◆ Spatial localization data
+ + + + +

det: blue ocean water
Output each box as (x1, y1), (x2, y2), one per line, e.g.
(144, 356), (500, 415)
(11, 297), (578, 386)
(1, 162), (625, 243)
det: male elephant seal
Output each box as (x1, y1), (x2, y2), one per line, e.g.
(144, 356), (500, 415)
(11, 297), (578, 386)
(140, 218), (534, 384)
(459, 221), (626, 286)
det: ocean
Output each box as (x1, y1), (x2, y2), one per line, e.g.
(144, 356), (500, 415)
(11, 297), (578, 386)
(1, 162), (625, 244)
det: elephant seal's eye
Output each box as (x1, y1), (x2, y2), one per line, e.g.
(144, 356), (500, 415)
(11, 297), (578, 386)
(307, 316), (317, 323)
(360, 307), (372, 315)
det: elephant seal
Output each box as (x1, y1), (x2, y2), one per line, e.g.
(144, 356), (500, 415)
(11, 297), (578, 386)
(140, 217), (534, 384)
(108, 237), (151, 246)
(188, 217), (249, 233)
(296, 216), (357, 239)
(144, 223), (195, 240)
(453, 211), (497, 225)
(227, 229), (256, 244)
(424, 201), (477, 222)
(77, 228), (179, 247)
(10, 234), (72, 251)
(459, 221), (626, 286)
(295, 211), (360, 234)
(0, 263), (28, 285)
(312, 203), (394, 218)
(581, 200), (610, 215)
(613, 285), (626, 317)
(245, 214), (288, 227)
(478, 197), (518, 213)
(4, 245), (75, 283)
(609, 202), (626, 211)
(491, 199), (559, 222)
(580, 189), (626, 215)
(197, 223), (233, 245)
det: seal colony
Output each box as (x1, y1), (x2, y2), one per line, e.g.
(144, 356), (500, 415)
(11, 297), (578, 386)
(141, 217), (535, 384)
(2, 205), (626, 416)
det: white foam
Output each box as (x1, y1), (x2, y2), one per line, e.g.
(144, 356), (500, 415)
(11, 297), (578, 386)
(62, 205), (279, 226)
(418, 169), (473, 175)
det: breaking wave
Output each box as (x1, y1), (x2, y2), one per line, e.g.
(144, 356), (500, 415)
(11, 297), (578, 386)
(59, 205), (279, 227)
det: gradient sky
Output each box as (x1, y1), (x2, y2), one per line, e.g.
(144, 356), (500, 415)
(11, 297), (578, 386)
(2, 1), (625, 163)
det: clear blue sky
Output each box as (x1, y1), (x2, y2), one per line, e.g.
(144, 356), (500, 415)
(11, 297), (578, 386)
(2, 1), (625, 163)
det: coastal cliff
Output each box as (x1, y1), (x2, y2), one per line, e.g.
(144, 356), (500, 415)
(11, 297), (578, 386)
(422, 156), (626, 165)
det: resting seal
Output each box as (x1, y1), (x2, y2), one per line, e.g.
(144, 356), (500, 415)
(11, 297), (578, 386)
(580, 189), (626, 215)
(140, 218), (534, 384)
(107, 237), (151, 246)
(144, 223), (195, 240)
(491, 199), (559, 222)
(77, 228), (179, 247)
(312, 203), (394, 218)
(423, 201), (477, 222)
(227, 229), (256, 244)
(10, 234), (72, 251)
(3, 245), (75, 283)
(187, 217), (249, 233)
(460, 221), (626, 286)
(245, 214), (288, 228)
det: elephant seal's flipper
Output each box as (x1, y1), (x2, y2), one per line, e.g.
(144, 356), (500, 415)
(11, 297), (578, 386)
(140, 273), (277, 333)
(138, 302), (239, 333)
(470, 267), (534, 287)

+ + + + +

Filter the entries above and keep only the lines with the word "seal".

◆ YOUR SOLUTION
det: male elephant seal
det: elephant seal's eye
det: elephant seal
det: seal colony
det: resting seal
det: elephant seal's flipper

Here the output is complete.